● **Data for the task**:
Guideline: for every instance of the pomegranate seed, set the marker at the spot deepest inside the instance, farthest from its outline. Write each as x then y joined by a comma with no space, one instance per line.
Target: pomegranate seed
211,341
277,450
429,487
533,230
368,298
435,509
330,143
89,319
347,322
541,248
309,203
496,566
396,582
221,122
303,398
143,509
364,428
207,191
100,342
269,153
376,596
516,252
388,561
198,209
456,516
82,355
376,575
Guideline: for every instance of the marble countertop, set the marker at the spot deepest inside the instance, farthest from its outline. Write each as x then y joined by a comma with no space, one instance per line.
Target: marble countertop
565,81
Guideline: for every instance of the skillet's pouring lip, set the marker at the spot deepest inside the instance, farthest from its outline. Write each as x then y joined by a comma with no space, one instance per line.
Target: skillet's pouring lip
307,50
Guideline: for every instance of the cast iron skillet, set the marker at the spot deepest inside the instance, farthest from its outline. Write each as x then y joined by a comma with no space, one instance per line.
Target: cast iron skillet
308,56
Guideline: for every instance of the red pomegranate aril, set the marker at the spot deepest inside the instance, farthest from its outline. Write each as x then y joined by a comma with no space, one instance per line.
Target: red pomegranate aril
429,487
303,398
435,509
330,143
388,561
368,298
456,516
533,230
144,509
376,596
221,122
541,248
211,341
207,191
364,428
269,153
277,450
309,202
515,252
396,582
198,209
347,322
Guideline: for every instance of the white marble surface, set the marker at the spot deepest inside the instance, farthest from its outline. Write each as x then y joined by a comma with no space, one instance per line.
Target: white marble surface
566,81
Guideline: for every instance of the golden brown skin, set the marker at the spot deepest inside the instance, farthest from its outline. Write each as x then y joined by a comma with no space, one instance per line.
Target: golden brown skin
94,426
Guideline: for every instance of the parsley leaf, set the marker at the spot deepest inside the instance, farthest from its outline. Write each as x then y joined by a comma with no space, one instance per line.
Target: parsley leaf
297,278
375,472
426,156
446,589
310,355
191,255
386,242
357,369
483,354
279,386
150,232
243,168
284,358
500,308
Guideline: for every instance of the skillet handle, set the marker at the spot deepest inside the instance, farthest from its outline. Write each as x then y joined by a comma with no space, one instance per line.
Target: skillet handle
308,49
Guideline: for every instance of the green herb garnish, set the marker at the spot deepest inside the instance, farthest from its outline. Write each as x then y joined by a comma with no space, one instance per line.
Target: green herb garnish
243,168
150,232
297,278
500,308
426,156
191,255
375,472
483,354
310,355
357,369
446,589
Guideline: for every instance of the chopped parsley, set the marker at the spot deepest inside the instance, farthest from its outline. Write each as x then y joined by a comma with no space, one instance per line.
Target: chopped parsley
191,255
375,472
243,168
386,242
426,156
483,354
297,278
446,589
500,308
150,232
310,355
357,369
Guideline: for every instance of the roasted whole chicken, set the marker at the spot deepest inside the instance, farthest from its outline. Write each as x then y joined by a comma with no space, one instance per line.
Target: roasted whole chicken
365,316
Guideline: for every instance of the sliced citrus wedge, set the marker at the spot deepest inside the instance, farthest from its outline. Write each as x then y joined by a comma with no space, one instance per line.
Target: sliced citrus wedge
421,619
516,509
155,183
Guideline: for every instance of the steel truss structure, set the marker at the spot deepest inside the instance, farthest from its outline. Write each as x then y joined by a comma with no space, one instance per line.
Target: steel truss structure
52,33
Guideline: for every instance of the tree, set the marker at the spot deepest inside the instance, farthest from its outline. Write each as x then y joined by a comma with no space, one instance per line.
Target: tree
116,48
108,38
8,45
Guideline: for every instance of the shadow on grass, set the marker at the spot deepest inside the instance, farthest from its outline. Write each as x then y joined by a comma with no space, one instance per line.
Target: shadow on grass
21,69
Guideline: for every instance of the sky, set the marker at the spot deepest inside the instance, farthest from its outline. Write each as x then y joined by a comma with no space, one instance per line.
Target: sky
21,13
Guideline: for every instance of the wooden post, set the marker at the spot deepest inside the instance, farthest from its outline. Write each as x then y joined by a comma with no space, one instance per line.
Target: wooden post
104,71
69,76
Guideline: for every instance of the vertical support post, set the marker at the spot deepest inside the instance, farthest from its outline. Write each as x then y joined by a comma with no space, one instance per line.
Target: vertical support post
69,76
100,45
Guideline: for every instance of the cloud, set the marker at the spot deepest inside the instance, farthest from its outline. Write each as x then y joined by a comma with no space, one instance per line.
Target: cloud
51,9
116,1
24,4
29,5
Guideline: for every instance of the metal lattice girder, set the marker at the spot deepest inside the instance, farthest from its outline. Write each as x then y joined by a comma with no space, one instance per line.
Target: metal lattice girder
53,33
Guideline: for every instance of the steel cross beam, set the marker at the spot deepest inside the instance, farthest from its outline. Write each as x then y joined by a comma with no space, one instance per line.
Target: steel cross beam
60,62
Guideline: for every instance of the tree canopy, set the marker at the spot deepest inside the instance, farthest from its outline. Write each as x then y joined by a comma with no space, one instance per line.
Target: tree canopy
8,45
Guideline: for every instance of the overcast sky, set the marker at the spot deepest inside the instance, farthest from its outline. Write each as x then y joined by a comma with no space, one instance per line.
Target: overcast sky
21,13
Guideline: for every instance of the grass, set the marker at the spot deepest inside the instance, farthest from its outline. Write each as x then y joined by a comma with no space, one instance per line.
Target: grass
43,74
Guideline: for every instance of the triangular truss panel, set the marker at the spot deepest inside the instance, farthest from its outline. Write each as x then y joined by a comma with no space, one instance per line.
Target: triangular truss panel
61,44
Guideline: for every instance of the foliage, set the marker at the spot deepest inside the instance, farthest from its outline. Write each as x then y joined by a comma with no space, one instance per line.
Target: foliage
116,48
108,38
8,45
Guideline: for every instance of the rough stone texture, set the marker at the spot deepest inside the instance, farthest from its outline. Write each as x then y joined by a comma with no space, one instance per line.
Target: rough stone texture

---

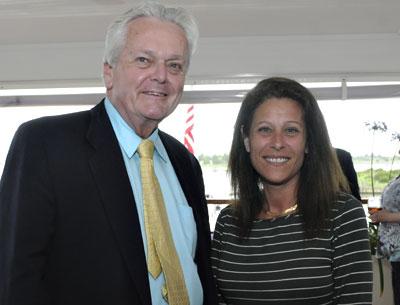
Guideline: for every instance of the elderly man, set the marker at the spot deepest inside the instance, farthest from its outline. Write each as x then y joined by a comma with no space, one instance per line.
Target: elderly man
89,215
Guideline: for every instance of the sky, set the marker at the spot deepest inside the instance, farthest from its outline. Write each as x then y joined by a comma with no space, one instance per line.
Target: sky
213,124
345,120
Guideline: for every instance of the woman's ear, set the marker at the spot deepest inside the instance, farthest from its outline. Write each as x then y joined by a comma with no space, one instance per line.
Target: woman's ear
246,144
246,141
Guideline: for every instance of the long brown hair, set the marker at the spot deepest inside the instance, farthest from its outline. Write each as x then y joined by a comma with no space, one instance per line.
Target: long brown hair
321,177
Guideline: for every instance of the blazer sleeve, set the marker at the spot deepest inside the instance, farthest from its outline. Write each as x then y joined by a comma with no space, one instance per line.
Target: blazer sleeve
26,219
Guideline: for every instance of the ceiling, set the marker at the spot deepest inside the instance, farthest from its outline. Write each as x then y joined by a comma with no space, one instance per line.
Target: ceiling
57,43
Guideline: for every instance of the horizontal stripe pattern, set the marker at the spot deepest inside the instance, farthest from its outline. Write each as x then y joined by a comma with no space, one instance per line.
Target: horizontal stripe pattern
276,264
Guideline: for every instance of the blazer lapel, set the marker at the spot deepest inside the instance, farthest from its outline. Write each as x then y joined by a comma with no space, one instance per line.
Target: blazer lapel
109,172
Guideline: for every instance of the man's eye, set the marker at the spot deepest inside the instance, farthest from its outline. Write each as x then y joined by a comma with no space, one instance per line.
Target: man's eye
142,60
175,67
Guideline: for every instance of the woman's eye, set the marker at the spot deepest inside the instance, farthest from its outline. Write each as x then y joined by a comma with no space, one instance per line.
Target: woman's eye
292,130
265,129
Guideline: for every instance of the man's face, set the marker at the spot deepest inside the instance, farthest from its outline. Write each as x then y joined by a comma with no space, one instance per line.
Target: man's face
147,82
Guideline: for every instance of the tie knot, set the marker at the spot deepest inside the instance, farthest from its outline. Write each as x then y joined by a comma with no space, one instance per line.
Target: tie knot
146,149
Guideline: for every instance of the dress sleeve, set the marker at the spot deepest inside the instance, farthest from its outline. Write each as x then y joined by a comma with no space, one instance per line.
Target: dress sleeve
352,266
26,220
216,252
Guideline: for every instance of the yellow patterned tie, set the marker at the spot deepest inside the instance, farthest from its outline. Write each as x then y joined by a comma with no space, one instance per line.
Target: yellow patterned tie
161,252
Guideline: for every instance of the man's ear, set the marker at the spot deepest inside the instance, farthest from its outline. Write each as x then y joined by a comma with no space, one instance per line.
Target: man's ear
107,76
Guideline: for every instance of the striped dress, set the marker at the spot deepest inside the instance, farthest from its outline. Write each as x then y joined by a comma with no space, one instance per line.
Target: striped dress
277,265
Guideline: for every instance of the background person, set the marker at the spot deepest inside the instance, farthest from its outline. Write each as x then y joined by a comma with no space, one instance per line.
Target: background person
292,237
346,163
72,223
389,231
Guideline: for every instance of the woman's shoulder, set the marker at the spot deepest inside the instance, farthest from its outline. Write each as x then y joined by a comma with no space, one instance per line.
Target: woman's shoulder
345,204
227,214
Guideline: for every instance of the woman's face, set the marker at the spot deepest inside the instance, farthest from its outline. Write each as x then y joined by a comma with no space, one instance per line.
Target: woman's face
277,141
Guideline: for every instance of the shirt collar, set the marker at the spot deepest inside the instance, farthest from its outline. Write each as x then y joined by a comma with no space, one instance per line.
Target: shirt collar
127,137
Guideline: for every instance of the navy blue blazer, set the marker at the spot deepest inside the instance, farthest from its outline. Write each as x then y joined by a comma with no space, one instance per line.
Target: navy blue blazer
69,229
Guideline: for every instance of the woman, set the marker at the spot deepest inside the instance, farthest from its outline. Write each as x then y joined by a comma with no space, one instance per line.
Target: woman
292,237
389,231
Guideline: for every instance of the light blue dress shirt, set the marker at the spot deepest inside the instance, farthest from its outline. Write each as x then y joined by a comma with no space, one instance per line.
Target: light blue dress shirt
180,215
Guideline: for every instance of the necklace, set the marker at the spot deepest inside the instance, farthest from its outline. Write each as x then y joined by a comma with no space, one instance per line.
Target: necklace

* * *

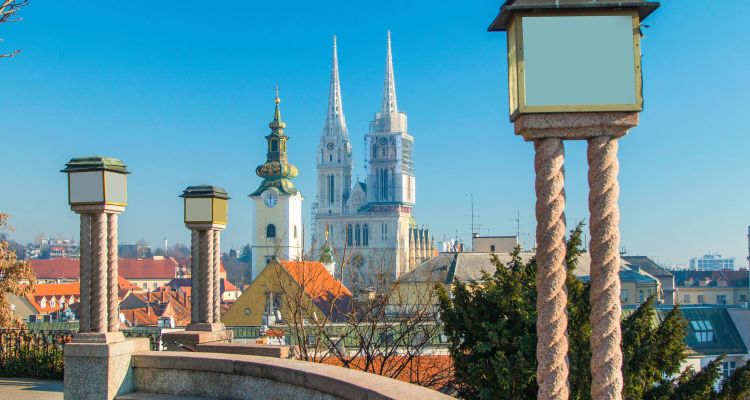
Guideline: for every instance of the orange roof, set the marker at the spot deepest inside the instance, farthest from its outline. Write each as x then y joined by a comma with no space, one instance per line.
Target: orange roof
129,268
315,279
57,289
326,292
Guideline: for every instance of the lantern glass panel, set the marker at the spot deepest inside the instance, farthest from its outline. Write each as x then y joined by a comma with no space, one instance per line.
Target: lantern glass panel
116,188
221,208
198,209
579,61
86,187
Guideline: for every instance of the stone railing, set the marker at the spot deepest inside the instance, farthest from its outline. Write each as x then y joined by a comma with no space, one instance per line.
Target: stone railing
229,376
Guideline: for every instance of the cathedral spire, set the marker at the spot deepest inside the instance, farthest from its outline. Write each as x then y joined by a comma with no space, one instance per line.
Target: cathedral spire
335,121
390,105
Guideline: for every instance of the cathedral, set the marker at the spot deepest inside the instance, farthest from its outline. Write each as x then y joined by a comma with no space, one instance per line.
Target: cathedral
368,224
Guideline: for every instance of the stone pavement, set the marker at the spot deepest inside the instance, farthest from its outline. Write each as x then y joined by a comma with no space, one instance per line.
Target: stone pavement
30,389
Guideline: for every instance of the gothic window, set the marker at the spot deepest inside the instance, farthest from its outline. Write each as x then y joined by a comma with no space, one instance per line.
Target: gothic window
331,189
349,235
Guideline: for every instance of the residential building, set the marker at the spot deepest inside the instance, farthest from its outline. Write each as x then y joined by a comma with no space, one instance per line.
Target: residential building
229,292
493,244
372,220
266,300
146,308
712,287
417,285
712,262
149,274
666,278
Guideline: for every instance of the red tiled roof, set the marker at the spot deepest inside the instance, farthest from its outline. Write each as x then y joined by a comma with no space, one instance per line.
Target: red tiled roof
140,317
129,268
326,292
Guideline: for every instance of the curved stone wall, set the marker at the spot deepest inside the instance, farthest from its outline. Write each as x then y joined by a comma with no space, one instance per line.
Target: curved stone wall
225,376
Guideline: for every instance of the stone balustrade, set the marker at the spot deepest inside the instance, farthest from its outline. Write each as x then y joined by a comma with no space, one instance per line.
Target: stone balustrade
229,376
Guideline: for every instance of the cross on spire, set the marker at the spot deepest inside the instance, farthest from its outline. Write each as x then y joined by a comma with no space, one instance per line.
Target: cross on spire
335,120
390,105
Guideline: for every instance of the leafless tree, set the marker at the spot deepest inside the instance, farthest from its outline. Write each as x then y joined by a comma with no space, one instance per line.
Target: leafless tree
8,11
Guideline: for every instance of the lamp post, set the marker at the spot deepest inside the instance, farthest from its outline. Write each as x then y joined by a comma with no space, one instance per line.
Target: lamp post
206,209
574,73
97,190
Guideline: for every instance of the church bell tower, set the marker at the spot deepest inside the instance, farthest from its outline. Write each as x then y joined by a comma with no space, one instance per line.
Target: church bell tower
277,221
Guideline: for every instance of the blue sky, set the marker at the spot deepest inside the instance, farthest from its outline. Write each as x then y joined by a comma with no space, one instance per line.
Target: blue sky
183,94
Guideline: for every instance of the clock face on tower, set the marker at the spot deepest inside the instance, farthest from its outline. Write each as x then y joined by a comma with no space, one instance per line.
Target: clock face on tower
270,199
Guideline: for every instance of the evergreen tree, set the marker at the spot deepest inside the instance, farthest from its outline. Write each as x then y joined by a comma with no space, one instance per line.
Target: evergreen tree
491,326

● **What the task requires**: List every line of the data above that contains the word "truss", copying each such line in full.

● **Written solution**:
Guideline: for every instance of the steel truss structure, set the marker at the spot deepest inside the instance, farthest from its outline. Write each as x then y joined by a comma with no space, one instance per line.
Target: steel truss structure
Guideline: for every instance of the triangular truss panel, set the marker at the spot deepest inside the instance, farthest from its outline. Write each as x then y joined by a comma with no space, one instance per line.
Target: triangular truss panel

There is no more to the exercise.